**EXERCISE**
Please find each line in the listing below that contains the word "green", and copy those lines out.

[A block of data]
+++
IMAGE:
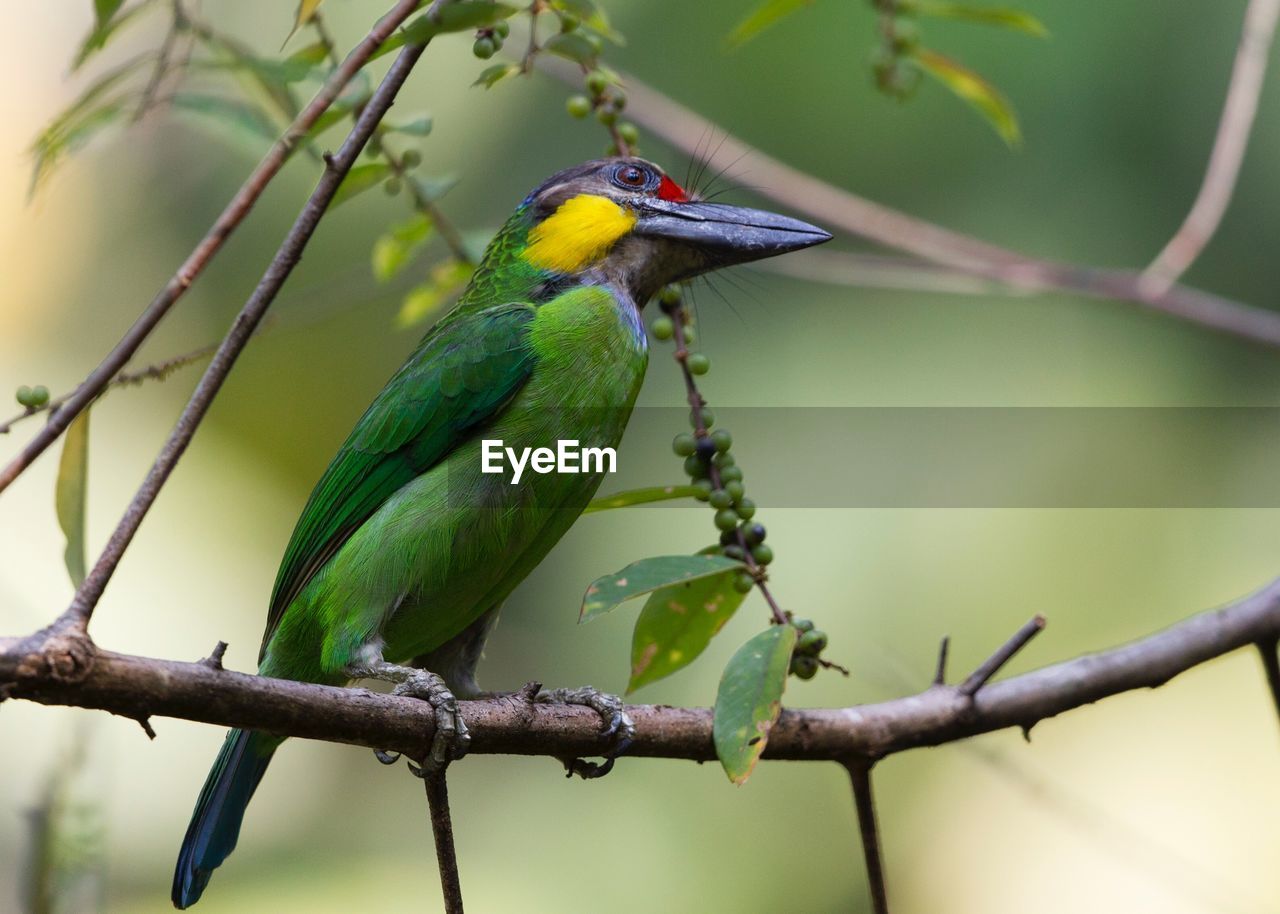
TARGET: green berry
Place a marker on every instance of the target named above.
(804, 667)
(812, 643)
(597, 82)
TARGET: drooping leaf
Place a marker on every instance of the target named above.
(104, 28)
(677, 624)
(768, 13)
(1014, 19)
(984, 97)
(654, 493)
(750, 698)
(69, 494)
(572, 46)
(396, 248)
(648, 575)
(306, 10)
(359, 179)
(492, 76)
(455, 17)
(245, 117)
(446, 282)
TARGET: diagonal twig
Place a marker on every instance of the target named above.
(1229, 145)
(199, 259)
(242, 328)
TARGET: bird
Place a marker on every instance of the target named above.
(406, 548)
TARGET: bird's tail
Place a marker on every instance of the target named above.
(215, 822)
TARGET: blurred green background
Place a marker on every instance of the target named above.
(1150, 801)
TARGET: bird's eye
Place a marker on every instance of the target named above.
(631, 177)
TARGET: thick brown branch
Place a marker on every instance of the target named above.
(837, 208)
(209, 246)
(242, 329)
(137, 688)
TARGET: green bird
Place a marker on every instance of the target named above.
(407, 547)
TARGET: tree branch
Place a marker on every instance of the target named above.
(242, 328)
(1229, 145)
(138, 688)
(837, 208)
(204, 252)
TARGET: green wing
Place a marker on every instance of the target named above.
(466, 369)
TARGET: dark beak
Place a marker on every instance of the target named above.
(728, 234)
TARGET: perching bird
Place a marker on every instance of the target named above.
(406, 551)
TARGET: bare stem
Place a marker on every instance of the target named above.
(204, 252)
(242, 328)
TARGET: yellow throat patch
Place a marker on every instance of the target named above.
(579, 233)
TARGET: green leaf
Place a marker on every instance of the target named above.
(447, 280)
(984, 97)
(455, 17)
(250, 119)
(69, 494)
(750, 698)
(677, 624)
(768, 13)
(393, 251)
(1014, 19)
(654, 493)
(648, 575)
(492, 76)
(571, 46)
(417, 127)
(359, 179)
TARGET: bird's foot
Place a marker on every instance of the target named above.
(618, 727)
(451, 739)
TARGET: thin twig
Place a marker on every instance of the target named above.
(992, 665)
(242, 329)
(1267, 648)
(199, 259)
(837, 208)
(1229, 145)
(442, 830)
(868, 828)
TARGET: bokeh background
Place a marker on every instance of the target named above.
(1160, 800)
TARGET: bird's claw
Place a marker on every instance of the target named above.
(618, 729)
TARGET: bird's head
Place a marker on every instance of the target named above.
(622, 220)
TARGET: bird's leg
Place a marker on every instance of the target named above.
(451, 739)
(617, 726)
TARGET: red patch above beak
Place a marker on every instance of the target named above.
(671, 191)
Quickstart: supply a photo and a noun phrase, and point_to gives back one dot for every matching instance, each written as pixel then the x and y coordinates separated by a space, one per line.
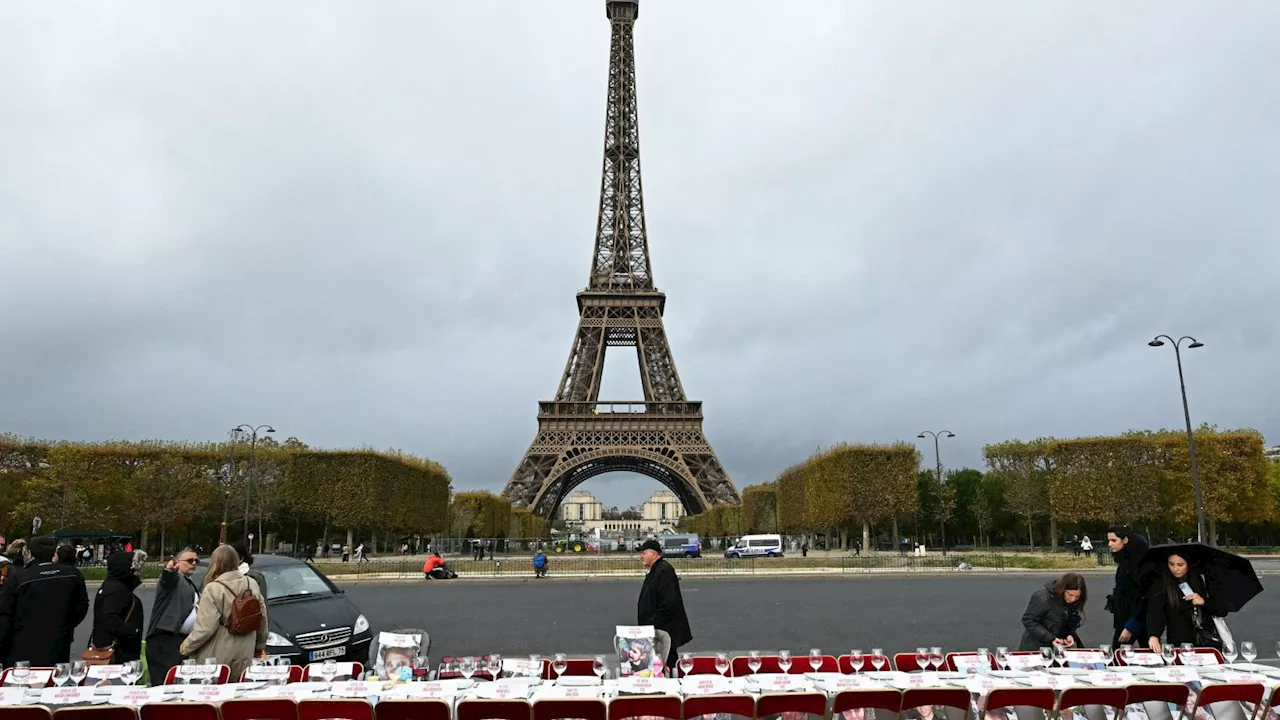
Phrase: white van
pixel 755 546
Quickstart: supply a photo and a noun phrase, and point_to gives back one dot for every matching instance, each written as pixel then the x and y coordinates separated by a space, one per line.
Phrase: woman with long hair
pixel 1128 601
pixel 211 636
pixel 1055 614
pixel 1182 606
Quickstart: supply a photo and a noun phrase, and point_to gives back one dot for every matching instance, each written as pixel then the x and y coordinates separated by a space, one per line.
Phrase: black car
pixel 310 618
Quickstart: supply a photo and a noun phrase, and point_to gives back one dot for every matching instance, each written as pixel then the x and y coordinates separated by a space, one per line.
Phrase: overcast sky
pixel 365 222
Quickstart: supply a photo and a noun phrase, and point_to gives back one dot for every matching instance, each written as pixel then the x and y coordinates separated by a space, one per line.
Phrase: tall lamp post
pixel 1187 415
pixel 937 455
pixel 252 468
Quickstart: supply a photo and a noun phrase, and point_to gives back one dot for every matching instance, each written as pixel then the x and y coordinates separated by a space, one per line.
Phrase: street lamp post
pixel 1187 415
pixel 937 456
pixel 252 469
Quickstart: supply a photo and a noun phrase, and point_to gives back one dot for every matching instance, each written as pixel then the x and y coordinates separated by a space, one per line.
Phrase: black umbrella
pixel 1237 580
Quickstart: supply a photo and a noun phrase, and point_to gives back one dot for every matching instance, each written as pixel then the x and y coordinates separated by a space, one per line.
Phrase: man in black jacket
pixel 661 604
pixel 40 609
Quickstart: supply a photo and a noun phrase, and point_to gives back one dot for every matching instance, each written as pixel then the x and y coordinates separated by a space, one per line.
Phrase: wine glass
pixel 686 664
pixel 1248 651
pixel 132 671
pixel 722 664
pixel 80 669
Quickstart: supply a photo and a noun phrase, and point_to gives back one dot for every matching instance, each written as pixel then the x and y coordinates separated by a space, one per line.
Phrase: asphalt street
pixel 517 618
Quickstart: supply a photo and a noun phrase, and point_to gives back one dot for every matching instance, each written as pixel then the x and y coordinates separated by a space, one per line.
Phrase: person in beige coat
pixel 210 637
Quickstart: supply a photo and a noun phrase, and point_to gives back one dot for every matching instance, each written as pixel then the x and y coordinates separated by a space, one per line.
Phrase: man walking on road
pixel 661 604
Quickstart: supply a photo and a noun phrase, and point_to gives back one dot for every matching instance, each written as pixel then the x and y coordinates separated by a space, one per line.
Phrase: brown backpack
pixel 246 614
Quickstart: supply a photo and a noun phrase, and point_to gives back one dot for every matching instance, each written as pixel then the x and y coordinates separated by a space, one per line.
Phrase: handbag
pixel 104 655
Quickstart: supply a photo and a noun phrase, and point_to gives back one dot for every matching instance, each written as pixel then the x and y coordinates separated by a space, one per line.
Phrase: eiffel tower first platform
pixel 579 436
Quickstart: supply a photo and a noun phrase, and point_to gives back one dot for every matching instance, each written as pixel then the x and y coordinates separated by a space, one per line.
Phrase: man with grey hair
pixel 173 615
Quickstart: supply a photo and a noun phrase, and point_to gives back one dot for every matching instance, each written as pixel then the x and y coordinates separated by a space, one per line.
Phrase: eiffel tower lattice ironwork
pixel 580 437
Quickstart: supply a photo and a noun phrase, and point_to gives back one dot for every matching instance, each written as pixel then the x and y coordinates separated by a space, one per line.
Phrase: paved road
pixel 833 614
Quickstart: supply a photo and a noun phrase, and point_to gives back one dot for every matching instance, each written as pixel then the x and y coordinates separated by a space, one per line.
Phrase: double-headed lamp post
pixel 252 466
pixel 937 456
pixel 1187 415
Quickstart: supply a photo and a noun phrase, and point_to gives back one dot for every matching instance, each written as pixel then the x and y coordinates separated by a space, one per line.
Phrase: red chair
pixel 346 671
pixel 1042 698
pixel 890 701
pixel 224 673
pixel 777 703
pixel 1079 697
pixel 570 709
pixel 428 709
pixel 741 705
pixel 956 698
pixel 846 664
pixel 26 712
pixel 1229 692
pixel 1175 693
pixel 653 706
pixel 32 679
pixel 347 709
pixel 952 656
pixel 493 710
pixel 703 665
pixel 574 668
pixel 295 674
pixel 266 709
pixel 178 711
pixel 99 712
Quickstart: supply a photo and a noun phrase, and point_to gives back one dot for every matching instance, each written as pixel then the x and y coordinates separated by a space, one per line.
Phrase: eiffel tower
pixel 580 437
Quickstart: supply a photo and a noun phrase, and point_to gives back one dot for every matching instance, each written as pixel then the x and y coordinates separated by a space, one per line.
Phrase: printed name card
pixel 1175 674
pixel 136 697
pixel 1109 678
pixel 705 684
pixel 105 671
pixel 355 688
pixel 65 696
pixel 208 693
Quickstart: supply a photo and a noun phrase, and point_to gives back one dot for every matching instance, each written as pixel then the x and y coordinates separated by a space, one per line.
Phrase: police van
pixel 755 546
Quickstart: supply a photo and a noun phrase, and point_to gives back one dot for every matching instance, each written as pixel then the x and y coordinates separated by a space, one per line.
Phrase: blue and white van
pixel 686 546
pixel 755 546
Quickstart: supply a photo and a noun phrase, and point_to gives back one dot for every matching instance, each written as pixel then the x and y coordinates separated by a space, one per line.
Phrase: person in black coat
pixel 1175 614
pixel 40 609
pixel 661 604
pixel 1054 614
pixel 1128 601
pixel 117 611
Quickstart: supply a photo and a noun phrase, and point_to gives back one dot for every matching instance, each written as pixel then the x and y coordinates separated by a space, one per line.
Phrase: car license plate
pixel 328 652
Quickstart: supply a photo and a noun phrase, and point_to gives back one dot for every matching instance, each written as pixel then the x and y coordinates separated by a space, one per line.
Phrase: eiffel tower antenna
pixel 661 436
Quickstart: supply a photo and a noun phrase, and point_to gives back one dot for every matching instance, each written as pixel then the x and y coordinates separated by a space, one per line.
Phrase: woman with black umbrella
pixel 1128 601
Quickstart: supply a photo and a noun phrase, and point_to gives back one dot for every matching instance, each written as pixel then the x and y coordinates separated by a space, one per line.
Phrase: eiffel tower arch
pixel 661 436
+++
**SOLUTION**
TARGET: green berry
TARGET: blurred green background
TARGET: green bird
TARGET: green wing
TARGET: green leaf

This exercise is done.